▸ TEXT SHOWN
Ivey and Sun’s primary argument against these requested damages is based on the premise that them edge-sorting technique and first card knowledge did not guarantee that they would win because they had to rely upon chance for the next three to five cards. The Court rejects Ivey and Sun’s proposition that because edge-sorting is not foolproof, Borgata cannot establish its damages with the requisite degree of certainty.

First, this argument ignores the very nature of restitution damages. Ivey and Sun’s argument focuses on what might have happened in the future. The remedy of status quo ante, by definition, returns the parties to past, restoring the parties to the position they held before the voided contract was entered into.

Second, the application of the remedy should not turn on whether the defendants were successful in their scheme. The standard set odds for Baccarat is 1.06% or 1.24% in the house’s favor, depending on the bet. Although there may be some dispute over the degree that edge-sorting shifts the odds, the defendants cannot deny that the whole purpose of edge-sorting is to shift the odds to a player’s favor from the odds established to favor the casino. As explained in the Court’s October 21, 2016 Opinion, allowing a player to unilaterally adjust the odds of a casino game in his favor—to any degree—would violate the essential purpose of legalized gambling. (Docket No. 107 at 17.) Moreover, it is clear the scheme did work as intended. The defendants not only shifted the odds to them favor, it is undisputed they won and won big.

▸ EXERCISE GOAL
Please continue the court opinion on the edge-sorting damages, starting right after its last sentence.

▸ STORED ROWS

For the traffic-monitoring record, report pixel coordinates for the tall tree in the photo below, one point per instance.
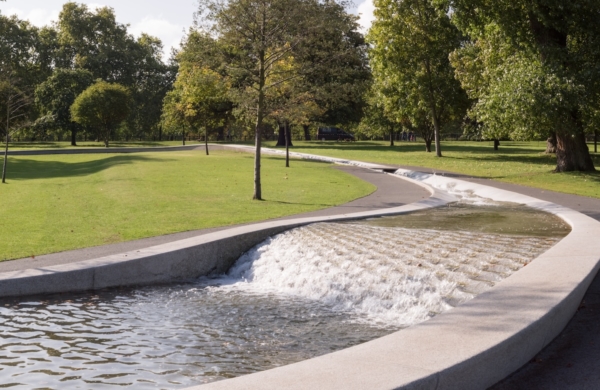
(104, 106)
(256, 34)
(198, 99)
(411, 42)
(55, 96)
(534, 68)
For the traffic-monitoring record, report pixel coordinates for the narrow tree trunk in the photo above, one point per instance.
(436, 133)
(106, 138)
(428, 145)
(572, 153)
(284, 133)
(306, 132)
(551, 144)
(287, 145)
(206, 139)
(5, 155)
(257, 142)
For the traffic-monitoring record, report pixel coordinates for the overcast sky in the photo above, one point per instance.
(167, 20)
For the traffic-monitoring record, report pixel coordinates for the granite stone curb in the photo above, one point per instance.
(474, 345)
(176, 261)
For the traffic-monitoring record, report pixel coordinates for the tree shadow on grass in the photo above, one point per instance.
(25, 169)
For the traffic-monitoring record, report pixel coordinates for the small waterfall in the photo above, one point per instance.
(386, 276)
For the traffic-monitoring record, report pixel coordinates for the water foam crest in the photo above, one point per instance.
(388, 276)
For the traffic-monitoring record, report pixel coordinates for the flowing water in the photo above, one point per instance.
(300, 294)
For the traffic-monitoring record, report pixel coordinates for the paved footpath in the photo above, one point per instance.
(571, 361)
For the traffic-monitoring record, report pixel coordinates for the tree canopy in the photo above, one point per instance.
(103, 106)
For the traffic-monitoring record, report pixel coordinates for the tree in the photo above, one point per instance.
(16, 101)
(104, 106)
(199, 98)
(256, 34)
(55, 96)
(411, 42)
(533, 68)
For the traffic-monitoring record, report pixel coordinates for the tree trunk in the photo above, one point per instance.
(436, 132)
(106, 138)
(428, 145)
(206, 139)
(306, 132)
(287, 145)
(551, 144)
(285, 132)
(572, 153)
(5, 156)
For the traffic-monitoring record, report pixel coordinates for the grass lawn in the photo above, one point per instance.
(90, 144)
(516, 162)
(60, 202)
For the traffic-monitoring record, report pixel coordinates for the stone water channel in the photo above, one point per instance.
(300, 294)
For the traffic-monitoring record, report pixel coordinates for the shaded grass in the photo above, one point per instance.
(61, 202)
(91, 144)
(521, 163)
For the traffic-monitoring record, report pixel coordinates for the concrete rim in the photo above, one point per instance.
(472, 346)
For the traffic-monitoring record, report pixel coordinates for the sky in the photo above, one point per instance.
(167, 20)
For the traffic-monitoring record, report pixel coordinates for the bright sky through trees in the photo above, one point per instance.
(165, 20)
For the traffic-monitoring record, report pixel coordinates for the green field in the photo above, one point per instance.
(90, 144)
(516, 162)
(60, 202)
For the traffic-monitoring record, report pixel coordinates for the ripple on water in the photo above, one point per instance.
(303, 293)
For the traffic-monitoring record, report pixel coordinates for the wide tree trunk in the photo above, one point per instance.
(428, 145)
(551, 144)
(306, 132)
(572, 153)
(284, 133)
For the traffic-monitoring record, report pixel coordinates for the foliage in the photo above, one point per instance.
(411, 42)
(198, 99)
(533, 67)
(103, 106)
(55, 96)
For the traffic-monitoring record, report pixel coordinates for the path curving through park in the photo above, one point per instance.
(473, 346)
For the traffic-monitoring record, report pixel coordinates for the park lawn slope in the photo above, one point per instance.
(523, 163)
(60, 202)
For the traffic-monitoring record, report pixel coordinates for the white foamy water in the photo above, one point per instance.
(387, 276)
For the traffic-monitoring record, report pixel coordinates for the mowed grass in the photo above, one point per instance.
(90, 144)
(60, 202)
(521, 163)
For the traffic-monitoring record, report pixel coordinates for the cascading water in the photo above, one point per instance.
(303, 293)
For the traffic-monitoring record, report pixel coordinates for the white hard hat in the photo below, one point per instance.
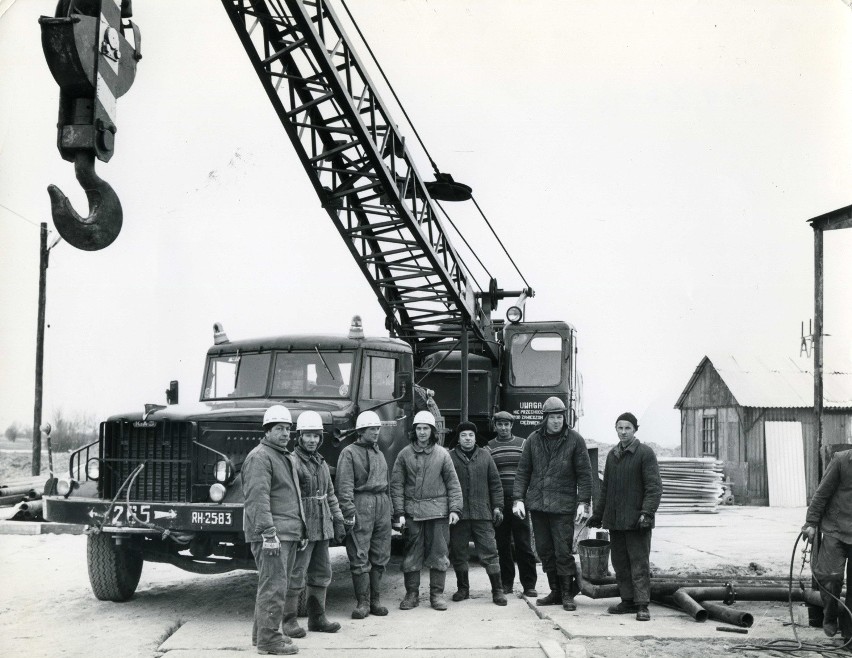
(368, 419)
(276, 414)
(425, 417)
(309, 421)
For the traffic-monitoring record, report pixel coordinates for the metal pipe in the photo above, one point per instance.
(688, 598)
(728, 614)
(21, 490)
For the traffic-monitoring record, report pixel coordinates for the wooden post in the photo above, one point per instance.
(830, 221)
(42, 292)
(817, 337)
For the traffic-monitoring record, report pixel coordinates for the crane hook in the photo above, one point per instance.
(103, 224)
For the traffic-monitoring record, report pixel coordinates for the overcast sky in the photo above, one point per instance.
(649, 165)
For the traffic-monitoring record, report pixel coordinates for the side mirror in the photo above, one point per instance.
(172, 392)
(402, 388)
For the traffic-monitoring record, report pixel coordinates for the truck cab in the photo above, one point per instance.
(162, 483)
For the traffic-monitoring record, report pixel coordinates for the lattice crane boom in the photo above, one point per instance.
(360, 167)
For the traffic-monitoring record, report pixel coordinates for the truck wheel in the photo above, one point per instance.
(114, 570)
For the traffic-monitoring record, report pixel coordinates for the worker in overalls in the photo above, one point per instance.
(629, 499)
(274, 525)
(323, 521)
(361, 482)
(427, 500)
(831, 512)
(554, 477)
(482, 494)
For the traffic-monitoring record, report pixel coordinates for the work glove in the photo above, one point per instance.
(339, 531)
(271, 545)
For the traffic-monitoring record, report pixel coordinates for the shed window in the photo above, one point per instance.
(709, 441)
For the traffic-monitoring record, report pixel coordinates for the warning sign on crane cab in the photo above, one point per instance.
(528, 413)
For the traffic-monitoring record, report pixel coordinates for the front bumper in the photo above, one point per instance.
(143, 517)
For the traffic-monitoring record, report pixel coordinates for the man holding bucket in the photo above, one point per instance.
(629, 498)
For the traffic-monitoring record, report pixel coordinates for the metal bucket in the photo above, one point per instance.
(594, 558)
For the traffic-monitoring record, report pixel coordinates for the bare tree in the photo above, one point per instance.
(72, 431)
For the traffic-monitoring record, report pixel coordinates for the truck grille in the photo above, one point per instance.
(165, 449)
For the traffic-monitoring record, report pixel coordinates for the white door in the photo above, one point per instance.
(785, 464)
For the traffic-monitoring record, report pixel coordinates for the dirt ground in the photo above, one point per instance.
(47, 608)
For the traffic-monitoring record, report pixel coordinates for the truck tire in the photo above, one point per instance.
(114, 570)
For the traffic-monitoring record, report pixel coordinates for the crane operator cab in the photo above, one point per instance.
(536, 360)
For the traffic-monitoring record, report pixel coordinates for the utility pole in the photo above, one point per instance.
(44, 253)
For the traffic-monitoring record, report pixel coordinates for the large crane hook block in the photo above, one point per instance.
(93, 64)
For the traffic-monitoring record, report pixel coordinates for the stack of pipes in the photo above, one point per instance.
(23, 497)
(690, 485)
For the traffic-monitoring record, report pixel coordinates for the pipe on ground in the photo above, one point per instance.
(688, 598)
(728, 615)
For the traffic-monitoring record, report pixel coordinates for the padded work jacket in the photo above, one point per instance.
(555, 476)
(424, 484)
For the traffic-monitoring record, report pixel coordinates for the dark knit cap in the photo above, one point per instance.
(466, 426)
(630, 418)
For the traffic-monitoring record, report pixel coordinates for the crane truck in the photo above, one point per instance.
(161, 483)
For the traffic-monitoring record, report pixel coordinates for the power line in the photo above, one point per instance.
(27, 220)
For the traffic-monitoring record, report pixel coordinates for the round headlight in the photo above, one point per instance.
(217, 492)
(93, 469)
(222, 471)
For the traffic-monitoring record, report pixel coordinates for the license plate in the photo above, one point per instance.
(211, 518)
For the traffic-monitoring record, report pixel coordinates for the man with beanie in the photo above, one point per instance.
(427, 500)
(554, 477)
(629, 498)
(514, 536)
(482, 494)
(274, 525)
(831, 512)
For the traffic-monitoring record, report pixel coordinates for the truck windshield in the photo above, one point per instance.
(536, 359)
(236, 376)
(316, 374)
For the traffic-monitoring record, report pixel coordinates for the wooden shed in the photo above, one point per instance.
(757, 417)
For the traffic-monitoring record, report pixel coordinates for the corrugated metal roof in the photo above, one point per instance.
(780, 382)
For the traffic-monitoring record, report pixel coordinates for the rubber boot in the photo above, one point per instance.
(412, 590)
(567, 585)
(361, 584)
(462, 585)
(555, 596)
(497, 594)
(291, 626)
(280, 650)
(376, 607)
(437, 580)
(317, 620)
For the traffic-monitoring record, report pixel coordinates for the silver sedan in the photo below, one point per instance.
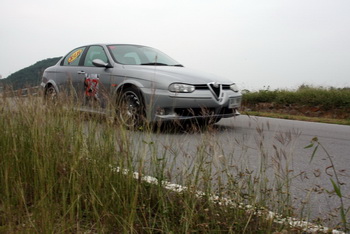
(141, 83)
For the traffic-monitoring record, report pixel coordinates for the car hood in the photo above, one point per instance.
(170, 74)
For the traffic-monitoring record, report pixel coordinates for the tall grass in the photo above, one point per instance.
(328, 98)
(57, 174)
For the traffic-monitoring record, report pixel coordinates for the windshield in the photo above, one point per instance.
(140, 55)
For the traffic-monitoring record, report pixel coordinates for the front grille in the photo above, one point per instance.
(205, 87)
(194, 111)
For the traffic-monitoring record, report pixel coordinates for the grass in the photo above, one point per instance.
(57, 174)
(298, 117)
(328, 98)
(307, 103)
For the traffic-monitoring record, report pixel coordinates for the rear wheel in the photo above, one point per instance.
(130, 110)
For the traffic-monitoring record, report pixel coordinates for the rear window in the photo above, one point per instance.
(73, 58)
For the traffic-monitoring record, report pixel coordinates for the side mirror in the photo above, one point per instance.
(100, 63)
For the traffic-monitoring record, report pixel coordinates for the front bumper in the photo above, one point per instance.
(166, 106)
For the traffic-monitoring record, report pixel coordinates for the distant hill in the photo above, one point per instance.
(29, 76)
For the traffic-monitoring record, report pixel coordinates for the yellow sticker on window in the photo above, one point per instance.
(75, 55)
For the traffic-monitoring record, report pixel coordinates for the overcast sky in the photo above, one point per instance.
(276, 43)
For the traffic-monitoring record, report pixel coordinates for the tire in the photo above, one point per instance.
(130, 108)
(50, 95)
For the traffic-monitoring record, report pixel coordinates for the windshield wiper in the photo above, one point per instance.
(155, 64)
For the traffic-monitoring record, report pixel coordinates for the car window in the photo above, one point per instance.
(73, 58)
(95, 52)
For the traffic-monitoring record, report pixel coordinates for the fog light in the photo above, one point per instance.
(160, 111)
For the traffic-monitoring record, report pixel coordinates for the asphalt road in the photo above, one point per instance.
(243, 144)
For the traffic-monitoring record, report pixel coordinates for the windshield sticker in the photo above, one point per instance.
(75, 55)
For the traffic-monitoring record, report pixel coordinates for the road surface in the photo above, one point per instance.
(273, 149)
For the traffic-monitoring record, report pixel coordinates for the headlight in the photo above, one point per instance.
(181, 88)
(234, 88)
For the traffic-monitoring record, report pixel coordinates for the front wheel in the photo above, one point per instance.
(50, 95)
(130, 108)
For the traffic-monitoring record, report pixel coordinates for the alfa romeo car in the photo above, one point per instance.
(141, 84)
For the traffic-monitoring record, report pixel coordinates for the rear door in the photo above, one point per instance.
(97, 80)
(70, 74)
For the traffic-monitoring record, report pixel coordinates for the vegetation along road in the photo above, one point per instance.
(268, 155)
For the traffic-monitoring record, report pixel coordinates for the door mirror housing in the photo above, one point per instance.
(100, 63)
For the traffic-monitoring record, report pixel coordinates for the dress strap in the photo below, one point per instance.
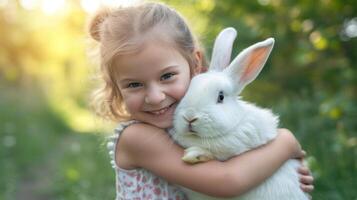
(113, 140)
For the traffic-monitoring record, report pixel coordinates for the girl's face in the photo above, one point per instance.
(152, 82)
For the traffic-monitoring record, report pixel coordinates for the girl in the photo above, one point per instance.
(148, 57)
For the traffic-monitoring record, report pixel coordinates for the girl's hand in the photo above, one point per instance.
(305, 177)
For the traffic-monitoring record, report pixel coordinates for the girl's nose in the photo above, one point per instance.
(154, 95)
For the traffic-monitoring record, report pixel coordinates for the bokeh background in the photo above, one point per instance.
(52, 147)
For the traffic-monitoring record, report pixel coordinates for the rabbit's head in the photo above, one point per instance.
(210, 107)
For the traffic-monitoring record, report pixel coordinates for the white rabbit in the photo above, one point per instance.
(212, 122)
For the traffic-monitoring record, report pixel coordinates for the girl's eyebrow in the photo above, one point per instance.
(168, 68)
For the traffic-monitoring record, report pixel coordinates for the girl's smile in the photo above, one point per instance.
(152, 82)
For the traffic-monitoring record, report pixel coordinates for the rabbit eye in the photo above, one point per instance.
(220, 97)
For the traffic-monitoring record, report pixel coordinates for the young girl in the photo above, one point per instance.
(148, 57)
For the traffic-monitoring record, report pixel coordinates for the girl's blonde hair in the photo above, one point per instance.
(123, 31)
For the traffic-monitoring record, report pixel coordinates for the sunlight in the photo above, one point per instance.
(50, 7)
(91, 6)
(3, 3)
(29, 4)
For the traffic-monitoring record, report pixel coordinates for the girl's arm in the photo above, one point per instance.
(145, 146)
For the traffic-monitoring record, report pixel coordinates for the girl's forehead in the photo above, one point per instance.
(152, 56)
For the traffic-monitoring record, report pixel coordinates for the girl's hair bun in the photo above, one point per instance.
(96, 22)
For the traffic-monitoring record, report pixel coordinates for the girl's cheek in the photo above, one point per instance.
(131, 102)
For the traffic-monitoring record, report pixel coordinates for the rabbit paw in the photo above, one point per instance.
(196, 154)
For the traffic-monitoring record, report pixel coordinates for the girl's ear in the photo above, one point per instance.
(222, 49)
(248, 64)
(198, 68)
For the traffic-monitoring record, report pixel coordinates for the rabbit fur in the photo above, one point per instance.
(212, 122)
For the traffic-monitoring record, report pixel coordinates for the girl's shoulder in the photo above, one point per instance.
(134, 140)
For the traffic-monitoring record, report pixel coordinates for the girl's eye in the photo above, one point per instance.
(167, 76)
(134, 85)
(220, 97)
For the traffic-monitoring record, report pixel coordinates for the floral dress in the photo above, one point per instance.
(140, 184)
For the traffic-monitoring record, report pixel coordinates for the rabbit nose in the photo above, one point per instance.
(190, 120)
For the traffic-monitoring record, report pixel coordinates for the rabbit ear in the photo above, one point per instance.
(222, 49)
(248, 64)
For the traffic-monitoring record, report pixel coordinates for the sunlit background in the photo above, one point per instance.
(52, 147)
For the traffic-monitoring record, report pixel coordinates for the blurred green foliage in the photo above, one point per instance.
(49, 146)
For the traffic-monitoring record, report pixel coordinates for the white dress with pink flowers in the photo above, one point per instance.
(140, 184)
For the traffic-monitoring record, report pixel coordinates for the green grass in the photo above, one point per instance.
(41, 158)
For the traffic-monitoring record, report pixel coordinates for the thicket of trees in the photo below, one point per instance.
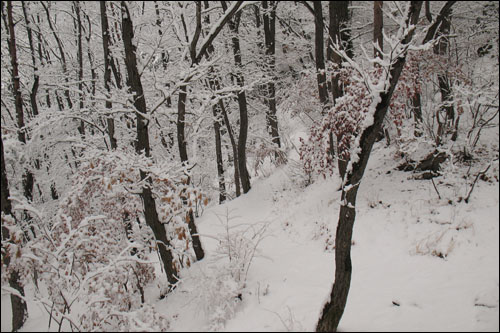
(122, 120)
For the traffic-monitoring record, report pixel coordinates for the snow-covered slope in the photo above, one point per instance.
(420, 263)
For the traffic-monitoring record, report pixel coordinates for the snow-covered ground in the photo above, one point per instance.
(420, 263)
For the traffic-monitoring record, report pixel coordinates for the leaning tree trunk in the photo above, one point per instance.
(334, 308)
(142, 146)
(340, 35)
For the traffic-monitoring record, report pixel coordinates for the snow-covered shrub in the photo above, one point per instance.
(94, 250)
(222, 288)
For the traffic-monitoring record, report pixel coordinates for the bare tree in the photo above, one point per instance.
(19, 308)
(107, 71)
(334, 308)
(269, 15)
(142, 146)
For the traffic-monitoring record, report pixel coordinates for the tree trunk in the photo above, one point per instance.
(36, 78)
(19, 308)
(334, 308)
(107, 72)
(76, 4)
(319, 53)
(441, 48)
(218, 153)
(270, 41)
(378, 24)
(339, 34)
(142, 145)
(242, 102)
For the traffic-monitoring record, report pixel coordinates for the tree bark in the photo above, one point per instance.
(142, 145)
(378, 24)
(76, 5)
(242, 102)
(107, 72)
(36, 77)
(441, 48)
(270, 41)
(319, 53)
(340, 35)
(19, 308)
(334, 308)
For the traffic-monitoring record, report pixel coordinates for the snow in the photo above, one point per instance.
(419, 263)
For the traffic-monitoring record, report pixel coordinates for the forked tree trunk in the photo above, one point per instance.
(19, 308)
(334, 308)
(242, 102)
(142, 146)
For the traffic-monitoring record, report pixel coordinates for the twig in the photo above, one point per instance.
(475, 181)
(432, 179)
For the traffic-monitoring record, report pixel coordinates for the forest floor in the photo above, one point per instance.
(420, 263)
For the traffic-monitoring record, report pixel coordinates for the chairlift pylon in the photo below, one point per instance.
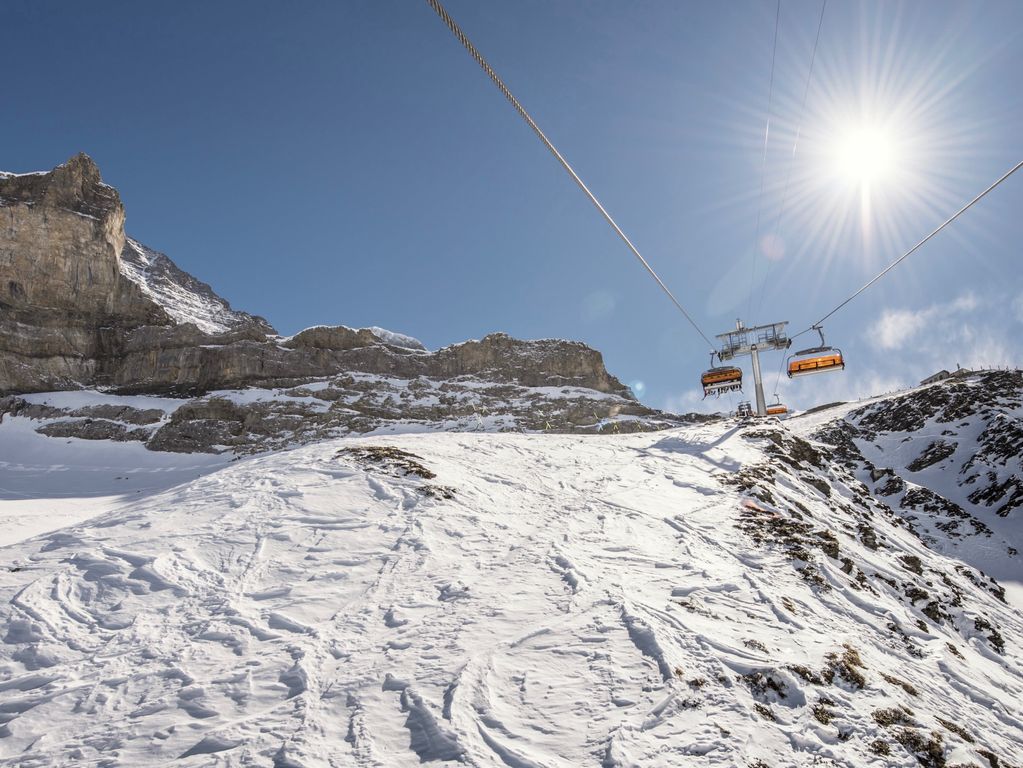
(721, 378)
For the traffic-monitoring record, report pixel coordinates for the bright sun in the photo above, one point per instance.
(864, 154)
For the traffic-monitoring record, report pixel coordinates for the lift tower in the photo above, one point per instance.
(752, 342)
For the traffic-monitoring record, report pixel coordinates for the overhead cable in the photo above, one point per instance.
(795, 144)
(763, 160)
(908, 253)
(456, 31)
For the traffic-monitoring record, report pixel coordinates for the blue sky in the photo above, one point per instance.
(348, 163)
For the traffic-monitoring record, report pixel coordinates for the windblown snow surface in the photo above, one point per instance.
(679, 598)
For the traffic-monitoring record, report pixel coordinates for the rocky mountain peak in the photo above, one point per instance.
(75, 185)
(85, 306)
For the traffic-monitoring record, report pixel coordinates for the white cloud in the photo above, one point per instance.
(1018, 308)
(895, 327)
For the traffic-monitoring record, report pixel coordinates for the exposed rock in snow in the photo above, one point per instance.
(948, 457)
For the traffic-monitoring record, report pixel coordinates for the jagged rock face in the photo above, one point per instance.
(84, 305)
(185, 299)
(61, 236)
(948, 458)
(62, 299)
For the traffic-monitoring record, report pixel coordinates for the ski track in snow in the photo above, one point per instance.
(578, 601)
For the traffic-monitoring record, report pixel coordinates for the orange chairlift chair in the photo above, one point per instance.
(816, 359)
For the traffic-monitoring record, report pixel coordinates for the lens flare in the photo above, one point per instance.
(865, 154)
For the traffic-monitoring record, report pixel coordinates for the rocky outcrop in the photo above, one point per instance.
(84, 305)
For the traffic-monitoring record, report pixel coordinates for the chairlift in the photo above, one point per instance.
(815, 359)
(721, 378)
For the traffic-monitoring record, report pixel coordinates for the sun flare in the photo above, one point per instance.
(864, 154)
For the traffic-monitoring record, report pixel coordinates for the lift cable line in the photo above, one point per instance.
(436, 5)
(763, 161)
(792, 157)
(907, 254)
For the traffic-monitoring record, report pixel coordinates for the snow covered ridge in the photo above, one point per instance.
(949, 458)
(714, 595)
(185, 299)
(259, 419)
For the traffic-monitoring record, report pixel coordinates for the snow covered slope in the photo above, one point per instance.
(707, 596)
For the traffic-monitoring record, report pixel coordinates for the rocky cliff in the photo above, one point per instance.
(82, 305)
(945, 456)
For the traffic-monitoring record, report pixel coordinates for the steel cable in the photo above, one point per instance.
(466, 43)
(908, 253)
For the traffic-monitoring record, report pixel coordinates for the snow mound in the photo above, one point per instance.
(396, 340)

▸ THE RESULT
In sum, the Court agrees with Borgata that both Borgata and Ivey and Sun should be returned to their pre-contract positions. This remedy does not turn on whether the defendants were fully successful or only partially so in the scheme they concocted. It turns, rather, on voiding a contract that was tainted from the beginning and breached as soon as it was executed.

Ivey and Sun’s financial position after their four days of play at Borgata, when accounting for the front money, chips redeemed for cash, and Craps winnings and losses, is clearly and precisely documented and undisputed as to amount. Borgata is therefore entitled to the return of all of Ivey and Sun’s winnings, including *221the sum Ivey won at Craps following his Baccarat play.6

The Court does not find, however, that Borgata is entitled to the value of the “comps” provided to Ivey and Sun, even though Borgata expended those sums in connection with the Baccarat games which violated the CCA. The very nature of “comps” is that there is no expectation the recipient must return those goods or services if the casino does not obtain some or all of its anticipated benefits. Borgata’s “comps” to Ivey and Sun were provided for many reasons, including to entice a celebrity gambler to its casino to attract more patrons, and to endeavor to win presumably large sums from a high roller. Because the “comps” were not tied to an obligation that Ivey win or lose, or do anything in particular except to visit Bor-gata, Borgata is not entitled to the return of the value of those “comps” as part of its breach of contract damages.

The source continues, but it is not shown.